#### TRECHO CITADO

□ □ □ □ □

Vejamos: a esquerda venceu as eleições legislativas, mas ainda não foi chamada pelo presidente francês a formar o governo.
Uma parte importante da direita diz que não aceitará um governo da Frente Nacional, pois nela se encontra o líder da França Insubmissa, Jean-Luc Mélanchon, que os conservadores classificam de antissemita, por ter protestado contra o genocídio que a extrema-direita israelense perpetra em Gaza.
Vale notar que o referido atentado à sinagoga ocorreu poucas horas após Emmanuel Macron ter recebido os representantes da esquerda vencedora, para consultas sobre a formação do novo governo.
Sempre reiterando que caberá à polícia francesa esclarecer quem cometeu – e por que – o referido atentado, vale recordar que o incêndio do Reichstag, o parlamento alemão, pelos nazistas, imputando-o, porém, aos comunistas, foi o pretexto criado pela extremadireita para o golpe de estado que levou Hitler ao poder.

□ □ □ □ □

#### OBJETIVO DO EXERCÍCIO
Como fica, em forma mais curta e com os mesmos fatos principais, o parágrafo do trecho sobre a política francesa que começa com "Vejamos: a esquerda venceu"?

#### DADOS ARMAZENADOS
□ □ □ □ □

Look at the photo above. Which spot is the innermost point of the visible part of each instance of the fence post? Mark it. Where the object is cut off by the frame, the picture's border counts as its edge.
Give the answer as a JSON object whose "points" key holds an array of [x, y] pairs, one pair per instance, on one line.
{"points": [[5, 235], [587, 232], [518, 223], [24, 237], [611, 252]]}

□ □ □ □ □

#### RESULTADO DO EXERCÍCIO
A esquerda ganhou as legislativas, mas o presidente francês ainda não a convocou para formar o governo.